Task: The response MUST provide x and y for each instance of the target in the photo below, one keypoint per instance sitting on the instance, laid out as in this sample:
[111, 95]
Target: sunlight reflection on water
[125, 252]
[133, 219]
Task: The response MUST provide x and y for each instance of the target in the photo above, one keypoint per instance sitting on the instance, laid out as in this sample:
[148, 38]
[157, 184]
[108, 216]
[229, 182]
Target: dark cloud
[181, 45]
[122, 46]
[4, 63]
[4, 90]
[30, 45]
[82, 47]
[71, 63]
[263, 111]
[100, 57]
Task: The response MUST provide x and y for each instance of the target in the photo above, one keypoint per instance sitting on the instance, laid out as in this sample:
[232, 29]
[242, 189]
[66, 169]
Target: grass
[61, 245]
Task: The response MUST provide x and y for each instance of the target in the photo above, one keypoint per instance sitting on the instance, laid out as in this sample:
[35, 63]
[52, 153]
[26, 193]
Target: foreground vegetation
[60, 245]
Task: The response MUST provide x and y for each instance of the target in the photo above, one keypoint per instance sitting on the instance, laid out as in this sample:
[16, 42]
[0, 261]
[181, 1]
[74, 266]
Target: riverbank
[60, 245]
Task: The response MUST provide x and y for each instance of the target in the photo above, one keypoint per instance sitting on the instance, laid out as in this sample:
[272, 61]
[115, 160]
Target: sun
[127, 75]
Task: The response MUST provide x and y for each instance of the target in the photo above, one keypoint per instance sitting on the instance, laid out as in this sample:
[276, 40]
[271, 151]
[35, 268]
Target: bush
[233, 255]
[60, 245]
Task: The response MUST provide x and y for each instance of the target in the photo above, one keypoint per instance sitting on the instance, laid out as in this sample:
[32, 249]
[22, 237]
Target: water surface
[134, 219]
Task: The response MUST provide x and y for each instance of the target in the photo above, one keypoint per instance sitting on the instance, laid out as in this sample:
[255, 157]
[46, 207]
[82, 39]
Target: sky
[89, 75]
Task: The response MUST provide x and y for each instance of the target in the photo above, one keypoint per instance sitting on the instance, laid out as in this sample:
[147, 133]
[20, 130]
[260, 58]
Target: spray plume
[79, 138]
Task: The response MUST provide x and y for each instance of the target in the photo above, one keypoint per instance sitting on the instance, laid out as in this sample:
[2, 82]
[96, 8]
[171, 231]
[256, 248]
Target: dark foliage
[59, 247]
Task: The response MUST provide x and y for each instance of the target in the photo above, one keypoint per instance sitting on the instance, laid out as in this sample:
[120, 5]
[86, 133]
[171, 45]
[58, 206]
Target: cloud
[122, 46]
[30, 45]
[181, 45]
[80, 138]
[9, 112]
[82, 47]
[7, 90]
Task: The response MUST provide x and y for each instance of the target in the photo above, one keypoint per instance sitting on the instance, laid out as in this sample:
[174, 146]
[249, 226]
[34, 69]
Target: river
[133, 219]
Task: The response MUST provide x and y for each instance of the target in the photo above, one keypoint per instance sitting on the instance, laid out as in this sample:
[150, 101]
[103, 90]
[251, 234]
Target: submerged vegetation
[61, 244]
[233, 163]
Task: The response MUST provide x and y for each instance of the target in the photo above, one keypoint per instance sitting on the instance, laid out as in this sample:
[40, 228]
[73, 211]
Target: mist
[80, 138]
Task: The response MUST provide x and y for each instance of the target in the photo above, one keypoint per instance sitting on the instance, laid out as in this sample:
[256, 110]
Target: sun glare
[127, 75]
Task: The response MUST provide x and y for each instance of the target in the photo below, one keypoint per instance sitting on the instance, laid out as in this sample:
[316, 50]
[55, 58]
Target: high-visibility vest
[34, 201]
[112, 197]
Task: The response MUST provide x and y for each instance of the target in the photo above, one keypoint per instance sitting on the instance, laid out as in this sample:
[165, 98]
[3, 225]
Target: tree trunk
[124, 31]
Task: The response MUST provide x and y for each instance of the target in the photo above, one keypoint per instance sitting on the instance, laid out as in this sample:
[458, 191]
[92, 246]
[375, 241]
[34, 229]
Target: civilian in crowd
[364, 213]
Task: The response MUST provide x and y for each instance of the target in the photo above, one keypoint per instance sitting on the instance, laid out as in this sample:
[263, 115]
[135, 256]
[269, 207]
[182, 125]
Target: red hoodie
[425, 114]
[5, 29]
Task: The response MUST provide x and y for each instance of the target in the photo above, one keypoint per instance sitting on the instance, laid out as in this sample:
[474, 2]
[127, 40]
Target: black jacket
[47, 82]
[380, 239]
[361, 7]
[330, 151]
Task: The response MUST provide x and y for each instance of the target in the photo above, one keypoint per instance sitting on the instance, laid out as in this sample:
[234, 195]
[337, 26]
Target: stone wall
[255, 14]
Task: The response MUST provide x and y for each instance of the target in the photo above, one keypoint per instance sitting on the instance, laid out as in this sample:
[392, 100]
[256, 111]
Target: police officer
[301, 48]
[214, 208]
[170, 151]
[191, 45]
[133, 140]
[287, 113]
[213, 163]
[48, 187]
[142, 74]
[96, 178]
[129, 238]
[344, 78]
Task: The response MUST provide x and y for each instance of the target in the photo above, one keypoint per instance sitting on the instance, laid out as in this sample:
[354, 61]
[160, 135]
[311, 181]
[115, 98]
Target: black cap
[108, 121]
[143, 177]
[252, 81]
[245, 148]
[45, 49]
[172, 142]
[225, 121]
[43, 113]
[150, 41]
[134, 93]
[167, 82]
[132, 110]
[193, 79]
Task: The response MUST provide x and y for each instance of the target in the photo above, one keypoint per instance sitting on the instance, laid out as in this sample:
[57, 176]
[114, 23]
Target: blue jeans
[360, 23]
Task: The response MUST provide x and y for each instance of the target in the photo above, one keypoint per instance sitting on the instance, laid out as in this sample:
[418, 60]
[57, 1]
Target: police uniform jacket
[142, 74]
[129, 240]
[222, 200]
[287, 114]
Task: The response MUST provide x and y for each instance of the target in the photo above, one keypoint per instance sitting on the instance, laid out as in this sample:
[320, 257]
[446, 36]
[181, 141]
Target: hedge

Exercise objective
Which lines of the material above contain the word "black"? Pick out each of those lines and copy it in full.

Output for this task
Target: black jacket
Target: black cap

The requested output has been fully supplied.